Schriftliche Aufgaben.
A: Beantworte anhand des Textes zur Sektoruntersuchung im elektronischen Handel diese Fragen:
(i) Wie viel Prozent der Einzelhändler gaben in der Eurostat-Erhebung an, wegen vertraglicher Vorgaben keine grenzüberschreitenden Dienstleistungen zu erbringen?
(ii) Wie viel Prozent der Verbraucher, die 2014 online einkauften, kauften bei einem Händler aus einem anderen EU-Mitgliedstaat?
(iii) Wann soll der abschließende Bericht vorliegen?
B: Gib aus dem Text zur Sektoruntersuchung im elektronischen Handel alles von „Im Jahr 2014“ bis hinunter zu „eigentlichen Herkunfts-oder IP-Adresse.“ wörtlich wieder.

::: Bereitgestellter Text :::

Anlass und Inhalt der Sektoruntersuchung:

Auch Sicht der EU-Kommission besteht der Verdacht, dass der Wettbewerb beim elektronischen Handel zwischen den Mitgliedstaaten nicht gut funktioniert. Vestager hatte zuvor bereits beklagt, dass der grenzüberschreitende Online-Handel innerhalb der EU nur langsam zunehme. Es gebe dafür zwar unterschiedliche Gründe, wie Sprachbarrieren, unterschiedliche Verbraucherpräferenzen und Rechtsvorschriften in den einzelnen Mitgliedstaaten. Allerdings gebe es auch Hinweise darauf, dass einige Unternehmen möglicherweise Maßnahmen treffen, um den grenzüberschreitenden elektronischen Handel einzuschränken. Hierzu gehörten neben rechtlichen Hindernissen oftmals auch vertragliche Vereinbarungen zwischen Herstellern und Händlern, durch die Märkte aufgeteilt werden und der Wettbewerb beschränkt werde. So gaben in einer Eurostat-Erhebung 32 % der Einzelhändler an, dass sie aufgrund vertraglicher Vorgaben in ihren Vertriebsvereinbarungen keine grenzüberschreitenden Dienstleistungen erbringen würden. Die Sektoruntersuchung soll nun dazu beitragen, die wettbewerbsbeschränkenden Maßnahmen besser zu erkennen und dagegen vorzugehen. Das Hauptaugenmerk der Untersuchung soll auf den von Wirtschaftsbeteiligten errichteten Schranken und insbesondere auf vertraglichen Hemmnissen für den grenzüberschreitenden elektronischen Handel mit Waren und digitalen Inhalten liegen. Dabei soll ein spezieller Fokus auf dem elektronischen Handel mit Bekleidung, Schuhen, Elektronik sowie digitalen Inhalten stehen, die nach Angaben der Kommission besonders häufig über das Internet vertrieben werden.

Hintergrund:

Im Jahr 2014 hat rund die Hälfte aller Verbraucher in der EU Käufe über das Internet getätigt. Allerdings hätten nur 15 % von ihnen bei einem Händler aus einem anderen EU-Mitgliedstaat eingekauft. Dies weist nach Ansicht der Generaldirektion Wettbewerb darauf hin, dass es in der EU nach wie vor erhebliche Hindernisse für den grenzüberschreitenden elektronischen Handel gebe. So könnte Verbrauchern z. B. durch Techniken wie Geoblocking der Zugang zu bestimmten Websites verwehrt werden. Dadurch kann der einzelne Kunde aufgrund seiner geographischen Herkunft identifiziert werden, zum Beispiel durch die Nutzung von Kreditkartendaten oder der eigentlichen Herkunfts-oder IP-Adresse.

Nächste Schritte:

Die Kommission wird in den kommenden Wochen Auskunftsersuchen an verschiedene Akteure in der gesamten EU richten. Adressaten können beispielsweise Hersteller und Großhändler sowie im elektronischen Handel tätige Einzelhändler sein. Die Kommission plant für Mitte 2016 die Veröffentlichung eines vorläufigen Berichts zu Konsultationszwecken. Der abschließende Bericht soll im ersten Quartal 2017 vorliegen.

::: Bereitgestellte Daten :::

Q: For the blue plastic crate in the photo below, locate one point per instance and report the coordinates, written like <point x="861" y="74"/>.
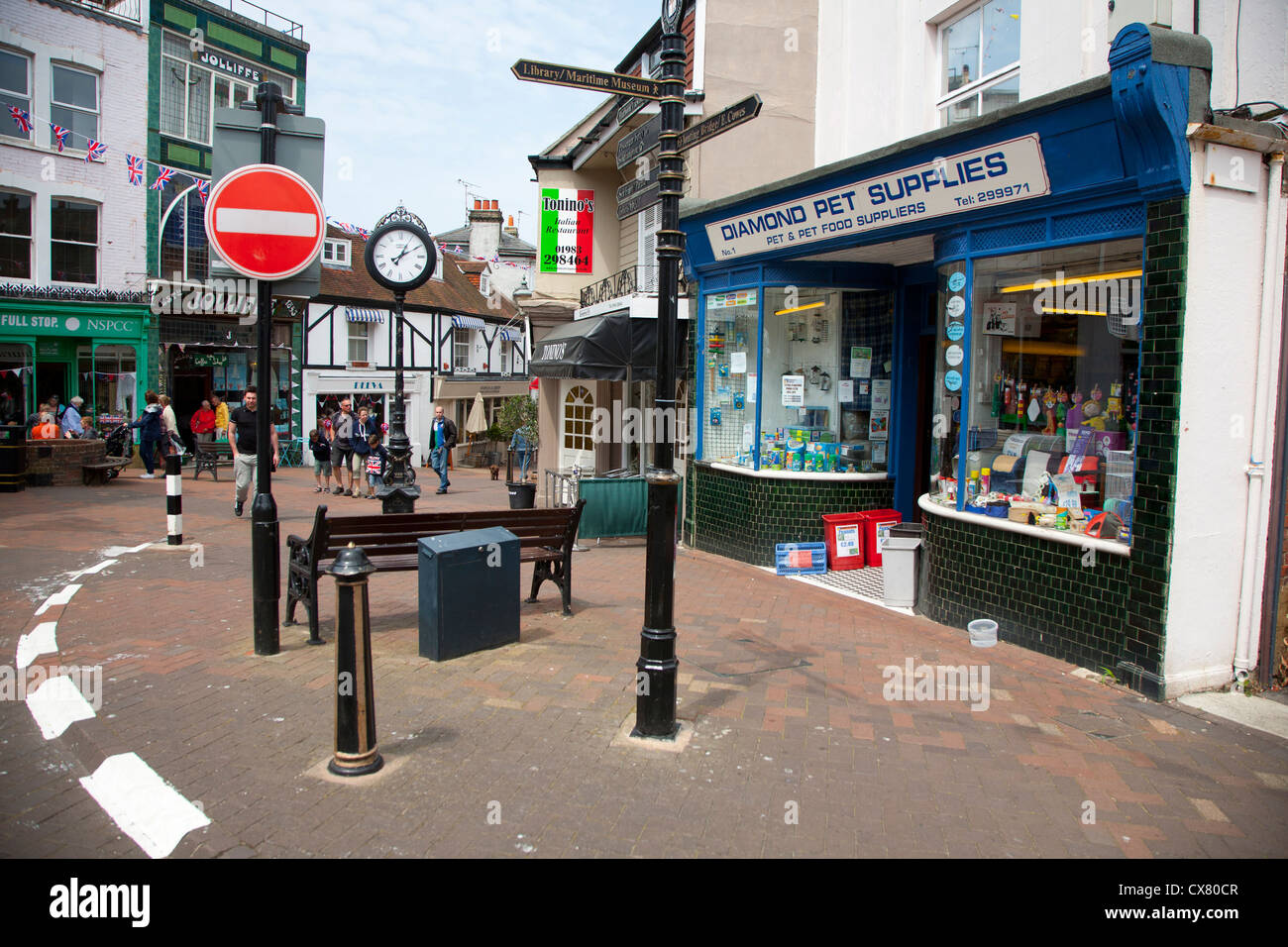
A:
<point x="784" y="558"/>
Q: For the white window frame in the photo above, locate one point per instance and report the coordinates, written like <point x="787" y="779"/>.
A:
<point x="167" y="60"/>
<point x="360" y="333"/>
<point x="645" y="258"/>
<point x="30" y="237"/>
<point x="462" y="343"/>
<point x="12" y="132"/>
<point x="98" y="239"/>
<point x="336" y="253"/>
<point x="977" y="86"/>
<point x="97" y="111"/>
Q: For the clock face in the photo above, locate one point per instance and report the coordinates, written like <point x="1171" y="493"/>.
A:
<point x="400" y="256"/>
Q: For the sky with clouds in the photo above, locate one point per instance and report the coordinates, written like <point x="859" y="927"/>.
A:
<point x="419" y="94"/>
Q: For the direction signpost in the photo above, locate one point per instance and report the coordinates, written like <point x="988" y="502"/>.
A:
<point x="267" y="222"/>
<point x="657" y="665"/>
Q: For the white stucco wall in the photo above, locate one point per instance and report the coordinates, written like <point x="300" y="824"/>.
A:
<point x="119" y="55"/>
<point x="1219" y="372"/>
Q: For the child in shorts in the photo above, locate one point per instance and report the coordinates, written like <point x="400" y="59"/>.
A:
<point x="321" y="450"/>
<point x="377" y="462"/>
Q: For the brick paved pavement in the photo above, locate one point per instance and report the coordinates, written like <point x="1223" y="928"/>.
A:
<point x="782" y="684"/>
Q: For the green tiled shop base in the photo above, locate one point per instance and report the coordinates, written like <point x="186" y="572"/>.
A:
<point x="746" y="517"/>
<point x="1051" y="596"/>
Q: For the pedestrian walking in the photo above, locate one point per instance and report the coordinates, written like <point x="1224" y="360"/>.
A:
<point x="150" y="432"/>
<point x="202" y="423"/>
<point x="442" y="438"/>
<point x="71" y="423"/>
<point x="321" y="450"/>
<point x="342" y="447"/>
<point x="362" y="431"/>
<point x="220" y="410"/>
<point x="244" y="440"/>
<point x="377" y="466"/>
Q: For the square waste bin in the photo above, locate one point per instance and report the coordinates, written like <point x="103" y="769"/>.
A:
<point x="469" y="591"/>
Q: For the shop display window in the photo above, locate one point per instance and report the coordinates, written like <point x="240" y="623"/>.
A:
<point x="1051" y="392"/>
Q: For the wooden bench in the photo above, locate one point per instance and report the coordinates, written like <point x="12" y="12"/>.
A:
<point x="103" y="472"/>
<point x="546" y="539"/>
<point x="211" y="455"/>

:::
::: Bereitgestellte Daten :::

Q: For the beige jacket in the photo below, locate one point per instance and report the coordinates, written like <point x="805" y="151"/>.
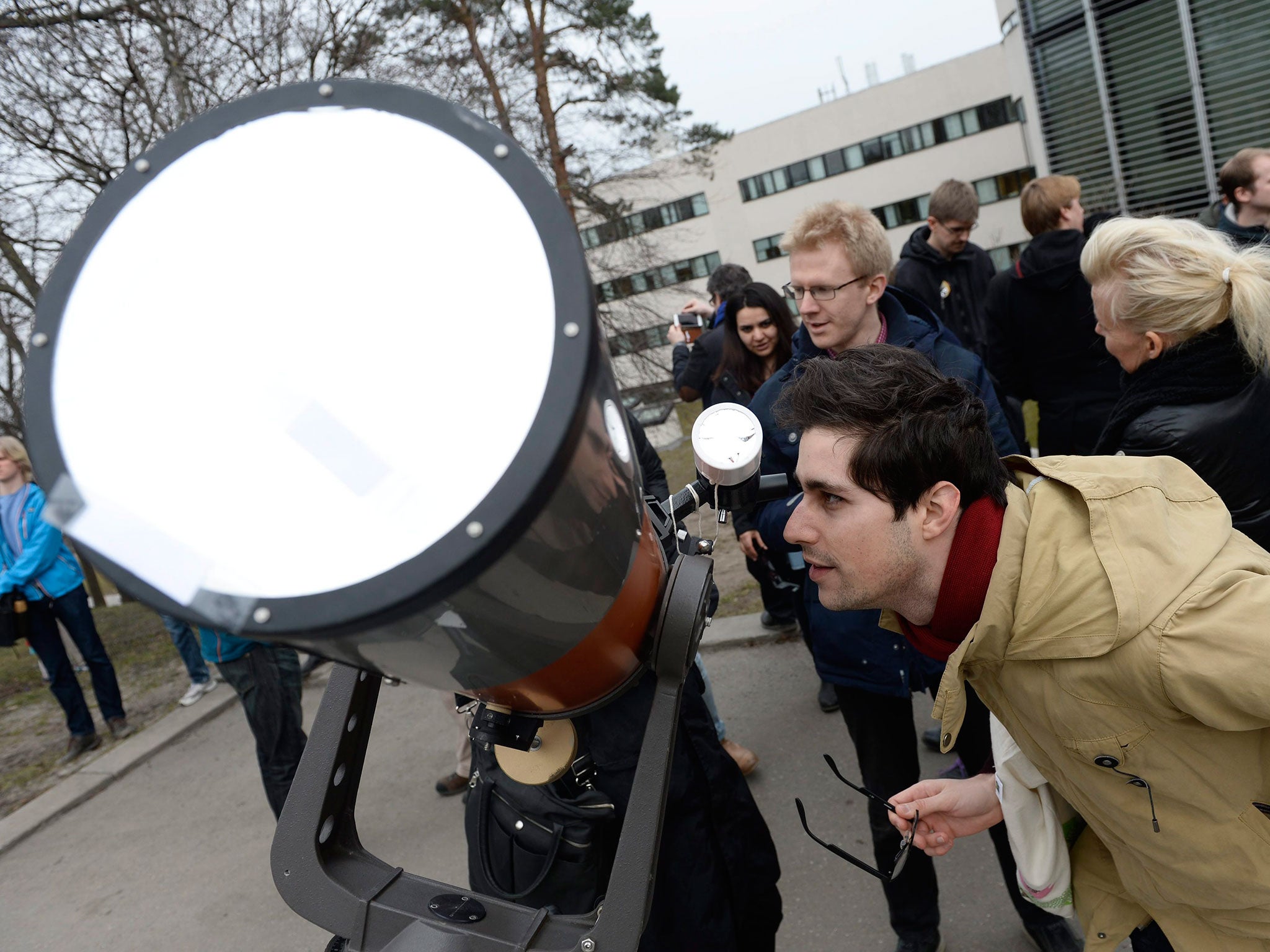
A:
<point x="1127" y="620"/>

:::
::: Bereitgestellte Daten :::

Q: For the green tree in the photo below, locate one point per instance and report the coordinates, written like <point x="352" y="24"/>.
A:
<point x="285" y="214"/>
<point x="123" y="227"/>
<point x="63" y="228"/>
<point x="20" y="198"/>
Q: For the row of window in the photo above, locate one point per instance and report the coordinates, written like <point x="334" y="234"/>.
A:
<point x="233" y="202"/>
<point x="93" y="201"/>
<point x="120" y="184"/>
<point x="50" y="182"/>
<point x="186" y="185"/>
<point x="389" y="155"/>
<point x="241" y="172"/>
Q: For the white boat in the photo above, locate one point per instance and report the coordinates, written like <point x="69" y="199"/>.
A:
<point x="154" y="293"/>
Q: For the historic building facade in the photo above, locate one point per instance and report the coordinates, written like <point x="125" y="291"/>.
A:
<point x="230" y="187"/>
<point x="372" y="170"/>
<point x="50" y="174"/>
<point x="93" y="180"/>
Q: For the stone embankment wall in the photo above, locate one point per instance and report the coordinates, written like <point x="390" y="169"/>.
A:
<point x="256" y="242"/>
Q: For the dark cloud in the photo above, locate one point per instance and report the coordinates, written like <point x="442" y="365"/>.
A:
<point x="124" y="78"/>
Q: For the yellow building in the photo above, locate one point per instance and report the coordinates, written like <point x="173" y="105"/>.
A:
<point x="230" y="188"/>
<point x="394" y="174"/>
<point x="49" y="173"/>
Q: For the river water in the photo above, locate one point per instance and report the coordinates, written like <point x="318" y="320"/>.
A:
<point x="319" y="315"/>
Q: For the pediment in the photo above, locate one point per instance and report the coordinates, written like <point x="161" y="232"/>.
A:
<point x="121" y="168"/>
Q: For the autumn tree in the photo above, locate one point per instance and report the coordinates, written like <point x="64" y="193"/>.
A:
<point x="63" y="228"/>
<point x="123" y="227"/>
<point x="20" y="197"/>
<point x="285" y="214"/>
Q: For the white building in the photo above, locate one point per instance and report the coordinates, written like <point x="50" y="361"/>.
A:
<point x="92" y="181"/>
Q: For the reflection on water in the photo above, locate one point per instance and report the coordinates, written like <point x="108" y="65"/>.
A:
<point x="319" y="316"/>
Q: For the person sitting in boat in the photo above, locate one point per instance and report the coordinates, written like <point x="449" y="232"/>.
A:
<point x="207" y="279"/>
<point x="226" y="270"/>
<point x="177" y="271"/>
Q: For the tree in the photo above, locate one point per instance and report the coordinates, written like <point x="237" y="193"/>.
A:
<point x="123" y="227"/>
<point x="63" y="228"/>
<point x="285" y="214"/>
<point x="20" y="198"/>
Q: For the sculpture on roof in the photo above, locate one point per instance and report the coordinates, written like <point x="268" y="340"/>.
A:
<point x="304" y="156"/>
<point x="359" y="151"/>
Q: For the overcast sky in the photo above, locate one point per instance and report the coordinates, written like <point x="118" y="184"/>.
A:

:::

Die Antworten.
A:
(i) 32 %
(ii) 15 %
(iii) Im ersten Quartal 2017

B:
Im Jahr 2014 hat rund die Hälfte aller Verbraucher in der EU Käufe über das Internet getätigt. Allerdings hätten nur 15 % von ihnen bei einem Händler aus einem anderen EU-Mitgliedstaat eingekauft. Dies weist nach Ansicht der Generaldirektion Wettbewerb darauf hin, dass es in der EU nach wie vor erhebliche Hindernisse für den grenzüberschreitenden elektronischen Handel gebe. So könnte Verbrauchern z. B. durch Techniken wie Geoblocking der Zugang zu bestimmten Websites verwehrt werden. Dadurch kann der einzelne Kunde aufgrund seiner geographischen Herkunft identifiziert werden, zum Beispiel durch die Nutzung von Kreditkartendaten oder der eigentlichen Herkunfts-oder IP-Adresse.